THE REQUEST:
Copy the stretch from the line containing "drop a point: the reflection on water" through the end of the items, keeping every line exactly as it appears.

LISTED RECORDS:
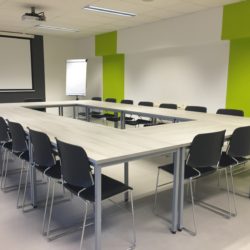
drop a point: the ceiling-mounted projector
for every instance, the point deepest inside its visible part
(33, 16)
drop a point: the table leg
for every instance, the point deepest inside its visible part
(87, 111)
(74, 112)
(175, 211)
(32, 177)
(116, 123)
(181, 188)
(122, 120)
(126, 179)
(98, 208)
(60, 109)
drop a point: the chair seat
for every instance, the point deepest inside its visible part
(131, 122)
(110, 187)
(113, 119)
(226, 160)
(53, 172)
(189, 171)
(7, 145)
(97, 115)
(144, 121)
(23, 155)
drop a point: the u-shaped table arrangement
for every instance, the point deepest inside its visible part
(106, 146)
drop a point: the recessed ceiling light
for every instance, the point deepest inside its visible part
(41, 26)
(109, 11)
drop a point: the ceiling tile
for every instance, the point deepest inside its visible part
(72, 15)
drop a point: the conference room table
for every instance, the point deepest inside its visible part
(106, 146)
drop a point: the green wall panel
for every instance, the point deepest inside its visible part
(112, 66)
(238, 88)
(105, 44)
(113, 76)
(236, 21)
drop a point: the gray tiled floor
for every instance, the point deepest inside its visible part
(22, 231)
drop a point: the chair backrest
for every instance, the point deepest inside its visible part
(205, 149)
(18, 135)
(4, 131)
(42, 150)
(168, 105)
(239, 145)
(96, 98)
(75, 165)
(126, 101)
(148, 104)
(110, 100)
(196, 109)
(36, 100)
(235, 112)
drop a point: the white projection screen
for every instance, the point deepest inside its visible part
(76, 72)
(15, 64)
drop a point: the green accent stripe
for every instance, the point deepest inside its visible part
(113, 65)
(236, 21)
(238, 88)
(105, 44)
(113, 76)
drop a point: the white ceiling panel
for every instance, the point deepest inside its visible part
(70, 14)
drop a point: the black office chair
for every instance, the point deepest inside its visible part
(108, 115)
(79, 180)
(168, 105)
(36, 100)
(95, 98)
(196, 109)
(235, 112)
(44, 160)
(118, 118)
(236, 154)
(141, 120)
(6, 147)
(19, 149)
(203, 158)
(100, 115)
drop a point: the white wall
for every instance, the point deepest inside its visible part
(180, 60)
(195, 75)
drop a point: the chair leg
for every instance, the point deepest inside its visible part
(192, 199)
(156, 188)
(133, 220)
(25, 187)
(84, 223)
(3, 166)
(5, 171)
(51, 208)
(233, 189)
(218, 180)
(19, 186)
(228, 193)
(45, 208)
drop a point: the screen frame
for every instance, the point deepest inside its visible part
(32, 89)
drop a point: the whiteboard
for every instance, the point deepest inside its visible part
(15, 64)
(76, 72)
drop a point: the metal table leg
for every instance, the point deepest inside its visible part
(175, 212)
(60, 109)
(116, 123)
(181, 188)
(126, 179)
(33, 192)
(122, 120)
(87, 111)
(74, 111)
(98, 208)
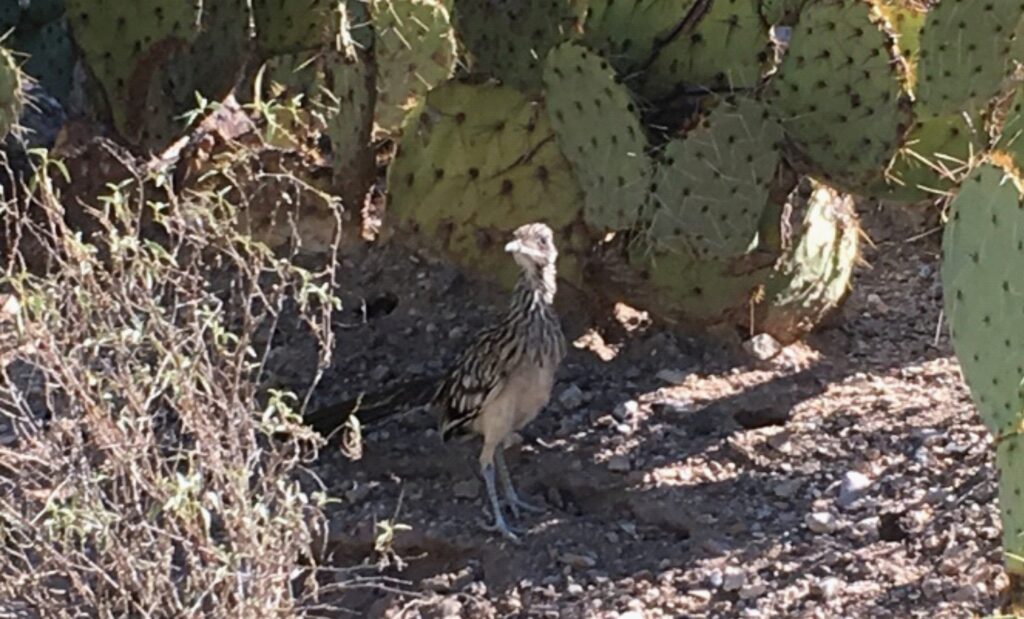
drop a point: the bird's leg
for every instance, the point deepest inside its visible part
(487, 470)
(511, 496)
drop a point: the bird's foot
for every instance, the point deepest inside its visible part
(517, 505)
(502, 527)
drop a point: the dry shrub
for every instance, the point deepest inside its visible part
(145, 473)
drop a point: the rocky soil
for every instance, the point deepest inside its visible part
(846, 477)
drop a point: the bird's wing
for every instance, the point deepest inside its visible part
(476, 377)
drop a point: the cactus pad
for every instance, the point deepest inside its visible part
(982, 247)
(415, 50)
(712, 189)
(11, 98)
(983, 292)
(935, 157)
(728, 49)
(51, 56)
(599, 131)
(152, 56)
(628, 32)
(510, 40)
(813, 276)
(293, 26)
(473, 163)
(966, 53)
(839, 92)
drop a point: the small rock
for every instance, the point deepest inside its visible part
(827, 587)
(570, 398)
(672, 376)
(466, 489)
(786, 489)
(876, 304)
(853, 487)
(932, 588)
(820, 522)
(619, 463)
(701, 594)
(753, 590)
(451, 608)
(733, 579)
(379, 373)
(627, 409)
(579, 562)
(762, 346)
(966, 594)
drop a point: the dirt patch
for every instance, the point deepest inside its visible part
(848, 478)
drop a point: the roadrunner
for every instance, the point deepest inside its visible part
(500, 383)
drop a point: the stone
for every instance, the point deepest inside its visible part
(762, 346)
(570, 398)
(620, 463)
(852, 488)
(733, 579)
(820, 522)
(466, 489)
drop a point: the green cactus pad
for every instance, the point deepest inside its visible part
(473, 163)
(598, 129)
(510, 40)
(293, 26)
(728, 49)
(966, 53)
(982, 248)
(813, 277)
(935, 157)
(983, 292)
(1010, 461)
(628, 32)
(711, 191)
(51, 56)
(1011, 134)
(349, 120)
(839, 93)
(152, 56)
(415, 50)
(11, 98)
(39, 12)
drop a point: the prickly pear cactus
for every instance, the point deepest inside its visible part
(936, 155)
(473, 163)
(294, 26)
(596, 123)
(39, 12)
(627, 33)
(712, 189)
(813, 276)
(983, 295)
(11, 100)
(51, 56)
(415, 50)
(151, 56)
(728, 48)
(967, 53)
(840, 95)
(510, 40)
(349, 119)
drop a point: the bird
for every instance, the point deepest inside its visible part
(499, 383)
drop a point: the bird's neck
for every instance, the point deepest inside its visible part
(536, 289)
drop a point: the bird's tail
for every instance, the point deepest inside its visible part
(371, 408)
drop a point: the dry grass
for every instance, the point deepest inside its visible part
(146, 476)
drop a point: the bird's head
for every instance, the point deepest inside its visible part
(532, 246)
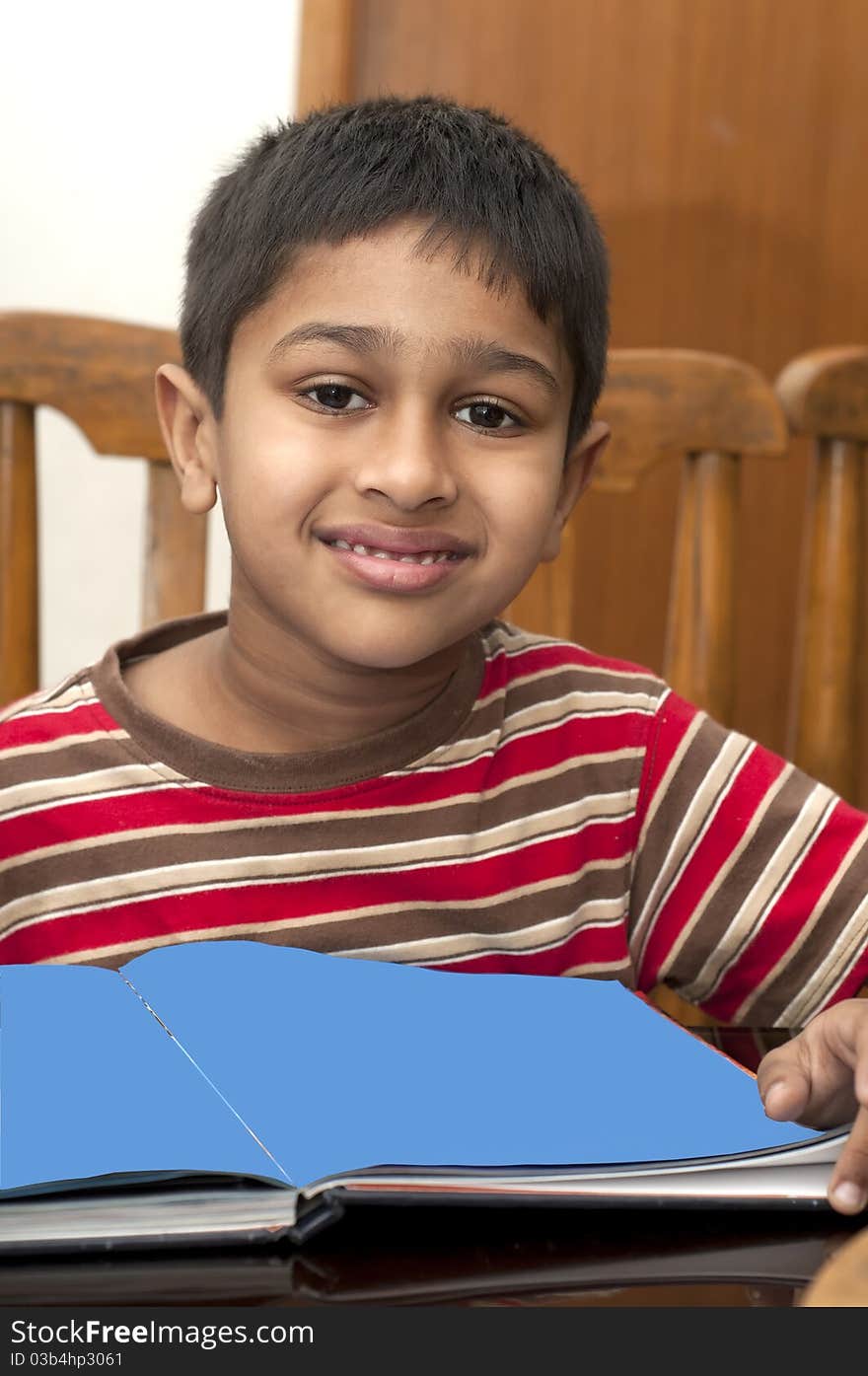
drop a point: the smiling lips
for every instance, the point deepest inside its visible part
(397, 559)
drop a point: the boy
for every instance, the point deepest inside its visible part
(394, 336)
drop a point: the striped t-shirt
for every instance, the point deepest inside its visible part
(550, 812)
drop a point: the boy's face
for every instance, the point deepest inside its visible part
(383, 400)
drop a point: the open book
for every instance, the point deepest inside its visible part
(233, 1090)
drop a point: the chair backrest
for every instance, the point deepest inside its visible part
(101, 375)
(825, 396)
(710, 411)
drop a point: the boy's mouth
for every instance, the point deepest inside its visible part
(429, 556)
(395, 559)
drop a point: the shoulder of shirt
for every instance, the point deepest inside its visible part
(75, 689)
(527, 652)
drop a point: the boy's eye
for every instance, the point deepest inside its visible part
(485, 415)
(335, 397)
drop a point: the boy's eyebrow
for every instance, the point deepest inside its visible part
(472, 351)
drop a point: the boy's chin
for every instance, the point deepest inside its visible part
(397, 652)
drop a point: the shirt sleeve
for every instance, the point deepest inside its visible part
(750, 881)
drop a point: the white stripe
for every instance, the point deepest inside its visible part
(693, 828)
(749, 920)
(293, 868)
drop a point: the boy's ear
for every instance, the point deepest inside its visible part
(187, 427)
(578, 472)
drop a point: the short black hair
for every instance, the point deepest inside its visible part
(345, 171)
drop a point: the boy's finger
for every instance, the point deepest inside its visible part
(849, 1184)
(783, 1082)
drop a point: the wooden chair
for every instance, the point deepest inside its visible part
(708, 411)
(711, 413)
(825, 396)
(101, 375)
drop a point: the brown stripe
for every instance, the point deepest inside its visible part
(297, 835)
(700, 760)
(418, 925)
(715, 922)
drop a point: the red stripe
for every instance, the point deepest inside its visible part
(790, 913)
(54, 725)
(256, 905)
(167, 805)
(589, 948)
(727, 830)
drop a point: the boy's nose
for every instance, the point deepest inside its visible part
(407, 464)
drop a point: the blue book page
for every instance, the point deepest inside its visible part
(91, 1084)
(342, 1064)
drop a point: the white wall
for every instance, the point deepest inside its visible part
(115, 120)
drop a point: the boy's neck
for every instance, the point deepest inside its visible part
(245, 687)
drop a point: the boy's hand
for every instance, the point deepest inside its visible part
(820, 1077)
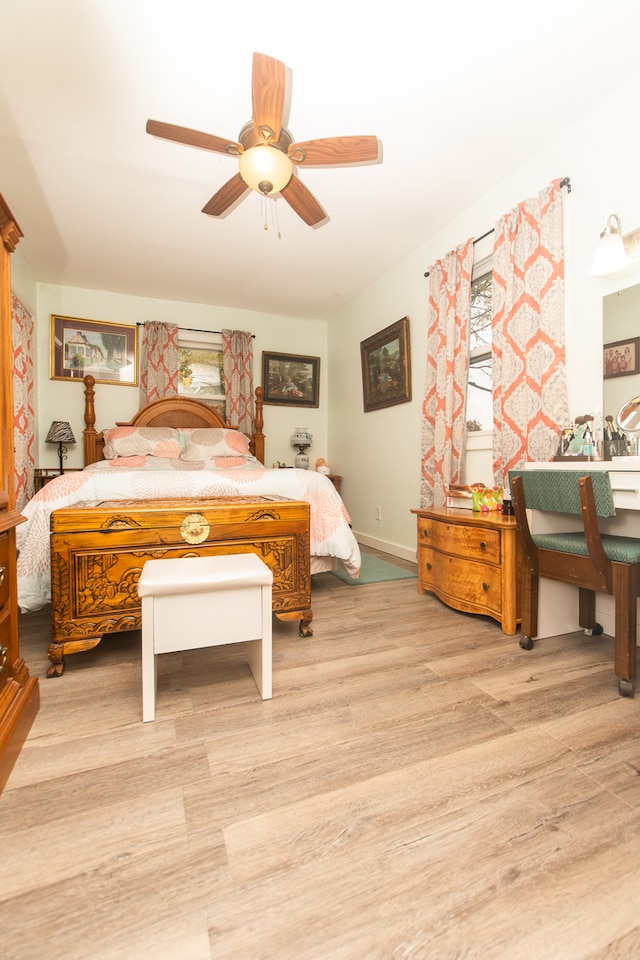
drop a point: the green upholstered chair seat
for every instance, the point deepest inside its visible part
(617, 549)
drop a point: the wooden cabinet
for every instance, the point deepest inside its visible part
(469, 560)
(19, 693)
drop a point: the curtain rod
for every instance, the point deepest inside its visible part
(565, 182)
(195, 330)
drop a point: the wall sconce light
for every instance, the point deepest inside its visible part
(60, 432)
(615, 251)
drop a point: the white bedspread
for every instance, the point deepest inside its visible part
(331, 535)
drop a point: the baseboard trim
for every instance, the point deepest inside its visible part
(393, 549)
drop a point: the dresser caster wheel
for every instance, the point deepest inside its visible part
(625, 688)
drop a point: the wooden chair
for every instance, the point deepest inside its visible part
(591, 561)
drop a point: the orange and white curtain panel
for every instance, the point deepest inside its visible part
(530, 404)
(445, 395)
(158, 361)
(23, 347)
(237, 359)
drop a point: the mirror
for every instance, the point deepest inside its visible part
(629, 417)
(621, 345)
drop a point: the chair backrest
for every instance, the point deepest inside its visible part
(558, 491)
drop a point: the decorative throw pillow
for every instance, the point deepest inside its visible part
(142, 442)
(208, 444)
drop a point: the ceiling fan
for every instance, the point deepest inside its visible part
(267, 151)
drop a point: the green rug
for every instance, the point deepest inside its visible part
(375, 570)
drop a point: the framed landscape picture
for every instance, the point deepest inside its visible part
(108, 351)
(386, 367)
(290, 380)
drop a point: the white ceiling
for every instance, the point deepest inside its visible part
(459, 94)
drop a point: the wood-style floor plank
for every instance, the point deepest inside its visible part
(418, 788)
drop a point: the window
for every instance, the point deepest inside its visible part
(479, 384)
(200, 368)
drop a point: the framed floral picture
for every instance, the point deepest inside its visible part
(386, 367)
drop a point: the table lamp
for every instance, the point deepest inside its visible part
(302, 440)
(60, 432)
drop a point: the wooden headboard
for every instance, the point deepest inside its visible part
(168, 412)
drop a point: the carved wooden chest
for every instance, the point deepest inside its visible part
(98, 550)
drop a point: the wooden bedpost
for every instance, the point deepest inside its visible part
(89, 433)
(258, 436)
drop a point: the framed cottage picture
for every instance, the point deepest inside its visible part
(290, 380)
(386, 367)
(108, 351)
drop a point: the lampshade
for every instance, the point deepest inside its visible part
(611, 254)
(265, 169)
(60, 432)
(301, 437)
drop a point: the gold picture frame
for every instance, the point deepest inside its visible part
(386, 367)
(108, 351)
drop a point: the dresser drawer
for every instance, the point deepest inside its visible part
(469, 542)
(464, 584)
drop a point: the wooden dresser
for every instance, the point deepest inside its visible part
(19, 693)
(469, 560)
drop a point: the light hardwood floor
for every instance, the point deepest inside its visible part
(418, 787)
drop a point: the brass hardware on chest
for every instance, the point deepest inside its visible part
(194, 528)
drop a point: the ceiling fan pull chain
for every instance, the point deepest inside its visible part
(275, 204)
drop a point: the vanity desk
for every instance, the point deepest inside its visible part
(558, 607)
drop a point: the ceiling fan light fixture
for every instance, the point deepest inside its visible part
(265, 169)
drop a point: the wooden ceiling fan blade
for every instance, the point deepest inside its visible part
(335, 150)
(268, 89)
(193, 138)
(303, 202)
(226, 196)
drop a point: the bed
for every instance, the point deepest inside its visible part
(175, 480)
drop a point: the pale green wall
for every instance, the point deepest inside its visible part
(61, 400)
(378, 453)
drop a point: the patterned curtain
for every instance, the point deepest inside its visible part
(530, 405)
(445, 393)
(237, 356)
(159, 361)
(23, 346)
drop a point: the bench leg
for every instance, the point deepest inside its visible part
(149, 675)
(260, 652)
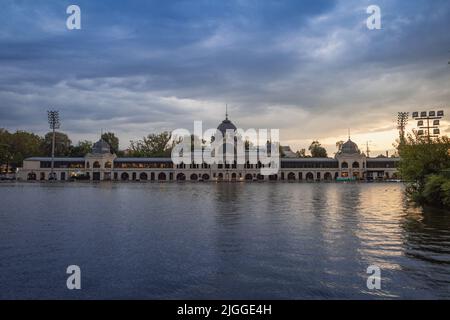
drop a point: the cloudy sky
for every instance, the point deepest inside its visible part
(310, 68)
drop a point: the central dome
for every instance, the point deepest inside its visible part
(226, 125)
(101, 147)
(349, 147)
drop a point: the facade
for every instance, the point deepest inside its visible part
(100, 165)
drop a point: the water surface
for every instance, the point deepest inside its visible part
(225, 241)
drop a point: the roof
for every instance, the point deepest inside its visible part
(226, 125)
(382, 159)
(349, 147)
(101, 146)
(143, 160)
(308, 160)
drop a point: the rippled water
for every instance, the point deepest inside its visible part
(229, 241)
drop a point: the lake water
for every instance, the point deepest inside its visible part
(225, 241)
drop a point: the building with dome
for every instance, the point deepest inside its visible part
(349, 163)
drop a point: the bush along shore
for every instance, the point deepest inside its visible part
(425, 163)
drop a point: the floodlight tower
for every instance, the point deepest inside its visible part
(402, 121)
(53, 121)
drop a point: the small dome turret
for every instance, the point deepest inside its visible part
(101, 147)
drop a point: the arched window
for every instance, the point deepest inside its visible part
(143, 176)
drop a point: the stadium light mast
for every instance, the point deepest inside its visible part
(402, 121)
(53, 121)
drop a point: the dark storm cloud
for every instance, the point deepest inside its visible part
(140, 66)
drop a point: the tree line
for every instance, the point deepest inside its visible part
(425, 166)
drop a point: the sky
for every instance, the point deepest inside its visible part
(310, 68)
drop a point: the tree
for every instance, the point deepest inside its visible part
(154, 145)
(317, 151)
(80, 150)
(301, 153)
(423, 163)
(112, 140)
(5, 148)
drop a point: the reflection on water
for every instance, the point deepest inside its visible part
(253, 240)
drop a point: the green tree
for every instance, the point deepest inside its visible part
(317, 151)
(154, 145)
(5, 149)
(112, 140)
(62, 144)
(422, 165)
(339, 144)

REPLY:
drop a point: the reflection on water
for every instance, the point deepest inside its visible part
(253, 240)
drop a point: the green tree
for every instance, the point deepest inside its visible part
(317, 151)
(154, 145)
(5, 149)
(112, 140)
(62, 144)
(422, 165)
(339, 144)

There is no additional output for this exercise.